COMPLETE THE FOLLOWING
1/ Reproduce the part of the essay that opens with the words containing "I went to bed" and closes with "email about… photographs?".
2/ In the essay, what did he ask for in his email?
3/ Check each statement against the essay, answering yes or no and quoting the words that decide it: (a) He apologized for how long it had been since they last spoke. (b) The writer is coming to Rome for the summer. (c) He is still in Rome.

EXTRACT PROVIDED
>>>>>

Unrequited, A Lesson












superlatively rude



I went to bed making notes about him on my
phone and when I woke up he’d emailed, because the universe has a funny sense
of humour that way. He wanted photographs of when he stayed with me, last
summer. He didn’t apologise for how long it had been since we last spoke –
since he broke off contact because I threw him out of my house, because I was in love with him and I couldn’t pretend any more.





After
all this time,
I said, you email about… photographs?





He snapped at me, but I am stronger now. I
don’t bend to his will like I used to. I don’t contort myself into shapes that
put him at ease. He is a lesson I have carried with me since it happened. From him I
learned that I do not have to demonstrate my capacity for love by losing myself
in it. By giving everything I have even if they don’t (especially if they
don’t), by going ninety percent to another’s ten. From him I learned I am worthy
of being met halfway, and I wouldn’t trade a single thing, not one iota of hurt
or embarrassment or humiliation that happened, for that knowledge.





I’ve
been worried,
I said. I’m coming to Rome for the summer and I’m terrified I will bump into
you and do it wrong.





Don’t
worry,
he said. I’m
not in Rome anymore. Can I have the photos or not?
It’s not a problem if I can’t. Whatever.

<<<<<

[Records drawn from a dataset]
>>>>>

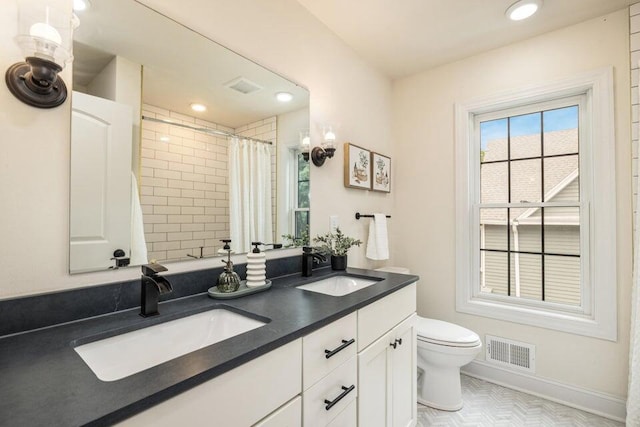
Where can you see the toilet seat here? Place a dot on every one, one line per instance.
(444, 333)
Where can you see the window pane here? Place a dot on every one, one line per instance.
(562, 230)
(302, 223)
(303, 194)
(561, 131)
(526, 276)
(303, 169)
(562, 279)
(493, 140)
(525, 181)
(494, 184)
(526, 236)
(561, 180)
(494, 272)
(525, 136)
(493, 229)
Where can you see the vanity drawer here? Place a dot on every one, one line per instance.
(335, 391)
(346, 418)
(380, 317)
(327, 348)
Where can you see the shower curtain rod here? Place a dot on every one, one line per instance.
(205, 130)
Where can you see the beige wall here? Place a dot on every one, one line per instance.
(279, 34)
(423, 117)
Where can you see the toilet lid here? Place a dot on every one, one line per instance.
(445, 333)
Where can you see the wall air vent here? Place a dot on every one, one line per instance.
(243, 85)
(511, 354)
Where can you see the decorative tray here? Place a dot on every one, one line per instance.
(242, 290)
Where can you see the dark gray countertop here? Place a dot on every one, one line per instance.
(43, 381)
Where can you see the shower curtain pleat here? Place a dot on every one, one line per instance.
(249, 194)
(633, 398)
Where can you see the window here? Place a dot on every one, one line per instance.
(535, 241)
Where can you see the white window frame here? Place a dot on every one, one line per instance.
(597, 315)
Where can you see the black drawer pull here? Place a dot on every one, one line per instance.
(396, 343)
(346, 390)
(345, 344)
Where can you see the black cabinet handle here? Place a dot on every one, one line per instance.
(396, 343)
(345, 391)
(345, 344)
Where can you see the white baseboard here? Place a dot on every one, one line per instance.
(594, 402)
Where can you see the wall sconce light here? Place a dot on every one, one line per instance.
(305, 144)
(45, 37)
(326, 149)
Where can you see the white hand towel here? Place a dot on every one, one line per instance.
(378, 243)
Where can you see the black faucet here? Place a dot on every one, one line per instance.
(152, 287)
(309, 257)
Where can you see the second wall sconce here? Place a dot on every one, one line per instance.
(44, 35)
(327, 149)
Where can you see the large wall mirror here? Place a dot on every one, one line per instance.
(153, 177)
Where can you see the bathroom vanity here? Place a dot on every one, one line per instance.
(319, 360)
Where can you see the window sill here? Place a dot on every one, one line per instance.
(573, 323)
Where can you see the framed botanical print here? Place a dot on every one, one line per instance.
(380, 173)
(357, 169)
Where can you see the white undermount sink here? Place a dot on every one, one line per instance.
(122, 355)
(338, 286)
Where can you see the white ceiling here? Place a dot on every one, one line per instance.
(180, 66)
(403, 37)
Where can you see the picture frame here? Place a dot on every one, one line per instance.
(357, 167)
(380, 172)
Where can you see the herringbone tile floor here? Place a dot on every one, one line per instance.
(487, 404)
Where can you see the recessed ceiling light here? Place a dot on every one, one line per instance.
(198, 107)
(523, 9)
(284, 96)
(80, 5)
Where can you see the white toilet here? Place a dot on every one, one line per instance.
(443, 348)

<<<<<

OUTPUTS IN ORDER
1/
I went to bed making notes about him on my
phone and when I woke up he’d emailed, because the universe has a funny sense
of humour that way. He wanted photographs of when he stayed with me, last
summer. He didn’t apologise for how long it had been since we last spoke –
since he broke off contact because I threw him out of my house, because I was in love with him and I couldn’t pretend any more.





After
all this time,
I said, you email about… photographs?

2/ Photographs of when he stayed with the writer last summer.

3/
(a) No: "He didn’t apologise for how long it had been since we last spoke"
(b) Yes: "I’m coming to Rome for the summer"
(c) No: "I’m not in Rome anymore."